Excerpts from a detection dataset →
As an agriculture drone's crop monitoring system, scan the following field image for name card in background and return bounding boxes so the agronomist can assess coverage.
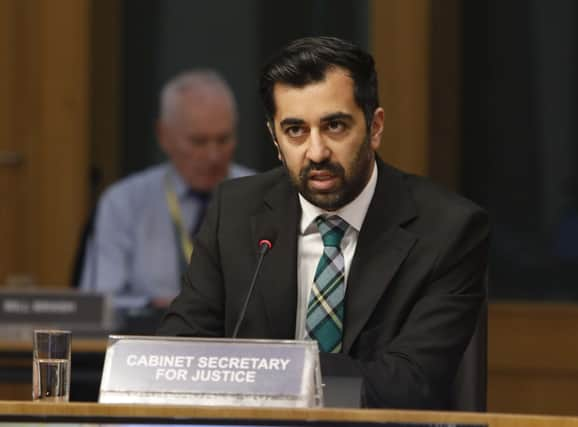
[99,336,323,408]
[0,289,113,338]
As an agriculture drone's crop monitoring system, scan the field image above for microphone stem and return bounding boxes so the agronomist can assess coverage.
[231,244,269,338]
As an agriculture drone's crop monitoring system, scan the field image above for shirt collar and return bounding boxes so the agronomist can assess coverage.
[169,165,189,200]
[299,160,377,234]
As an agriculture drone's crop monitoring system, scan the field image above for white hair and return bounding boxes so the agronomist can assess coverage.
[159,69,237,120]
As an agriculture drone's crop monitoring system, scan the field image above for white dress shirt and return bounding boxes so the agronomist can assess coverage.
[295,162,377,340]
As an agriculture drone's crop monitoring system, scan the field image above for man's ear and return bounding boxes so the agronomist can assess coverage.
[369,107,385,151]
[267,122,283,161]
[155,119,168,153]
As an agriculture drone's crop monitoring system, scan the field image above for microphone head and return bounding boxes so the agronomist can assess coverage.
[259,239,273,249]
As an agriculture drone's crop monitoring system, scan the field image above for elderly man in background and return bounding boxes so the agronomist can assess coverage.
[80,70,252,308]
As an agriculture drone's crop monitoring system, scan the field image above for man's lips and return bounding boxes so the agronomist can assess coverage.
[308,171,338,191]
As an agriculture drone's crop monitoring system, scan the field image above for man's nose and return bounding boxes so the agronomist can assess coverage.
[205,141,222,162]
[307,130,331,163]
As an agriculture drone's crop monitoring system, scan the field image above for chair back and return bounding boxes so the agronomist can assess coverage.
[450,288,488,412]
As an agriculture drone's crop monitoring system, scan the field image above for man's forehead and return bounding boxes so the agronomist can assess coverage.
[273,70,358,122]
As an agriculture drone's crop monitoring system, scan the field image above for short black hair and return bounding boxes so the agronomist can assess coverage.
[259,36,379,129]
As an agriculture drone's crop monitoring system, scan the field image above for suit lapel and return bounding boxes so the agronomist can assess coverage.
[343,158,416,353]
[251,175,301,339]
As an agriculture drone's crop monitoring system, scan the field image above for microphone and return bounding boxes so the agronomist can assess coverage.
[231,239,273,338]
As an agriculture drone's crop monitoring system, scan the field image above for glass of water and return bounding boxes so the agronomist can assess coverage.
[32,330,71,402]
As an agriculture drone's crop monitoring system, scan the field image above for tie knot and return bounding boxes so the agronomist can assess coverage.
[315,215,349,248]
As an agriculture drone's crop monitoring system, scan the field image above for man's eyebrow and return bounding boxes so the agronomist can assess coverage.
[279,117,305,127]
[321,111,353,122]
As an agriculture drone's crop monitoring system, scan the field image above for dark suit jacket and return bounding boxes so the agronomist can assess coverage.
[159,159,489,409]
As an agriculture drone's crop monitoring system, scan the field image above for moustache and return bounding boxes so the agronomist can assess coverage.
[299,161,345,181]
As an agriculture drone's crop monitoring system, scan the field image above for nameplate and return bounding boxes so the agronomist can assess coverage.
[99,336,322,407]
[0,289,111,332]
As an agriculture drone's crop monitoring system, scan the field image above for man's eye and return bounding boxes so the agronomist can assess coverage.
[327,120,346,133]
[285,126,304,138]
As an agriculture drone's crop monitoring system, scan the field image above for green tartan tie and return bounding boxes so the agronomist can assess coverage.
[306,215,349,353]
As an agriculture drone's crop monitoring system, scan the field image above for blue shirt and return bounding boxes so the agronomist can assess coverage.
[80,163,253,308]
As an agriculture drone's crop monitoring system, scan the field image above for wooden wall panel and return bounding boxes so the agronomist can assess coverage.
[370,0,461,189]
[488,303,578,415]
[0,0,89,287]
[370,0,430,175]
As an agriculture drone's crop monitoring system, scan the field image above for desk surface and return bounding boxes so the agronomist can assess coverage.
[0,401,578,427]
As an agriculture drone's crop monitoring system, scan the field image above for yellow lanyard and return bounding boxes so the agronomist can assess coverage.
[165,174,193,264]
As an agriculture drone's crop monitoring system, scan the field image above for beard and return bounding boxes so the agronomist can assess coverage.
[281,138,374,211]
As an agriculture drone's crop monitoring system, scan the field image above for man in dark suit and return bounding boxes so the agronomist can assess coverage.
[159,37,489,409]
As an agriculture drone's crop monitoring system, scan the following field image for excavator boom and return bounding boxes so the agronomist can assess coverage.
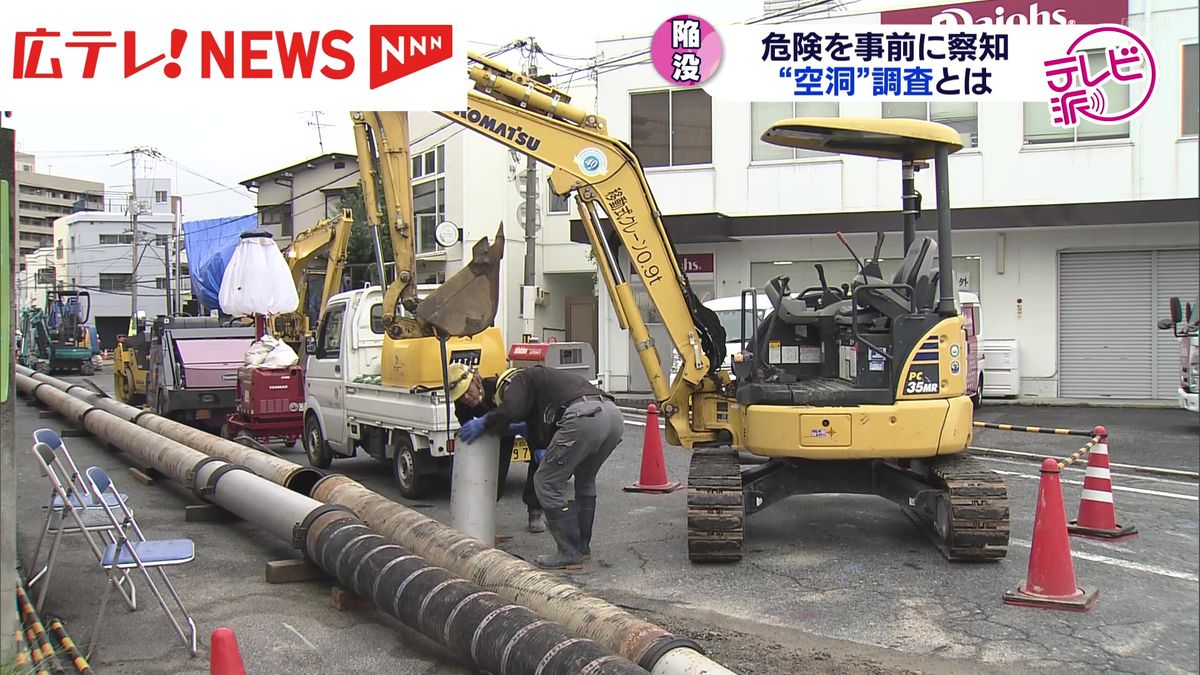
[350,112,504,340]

What is required → Please pull out each line above that contains the word "shirt" and copy those lines in full.

Full response →
As an agriculture drone's crop monitoring system, scan the field image above for shirt collar and return bounding boxes so the agronomist can assess coverage.
As an agriculture drone's crop monitoring system, scan the field image above for white dress shirt and return bounding boxes so the agronomist can assess coverage.
As an agriculture drone's crop monitoring system, scan the field image above for blue shirt and return bounding boxes so the agronomist can assess coverage.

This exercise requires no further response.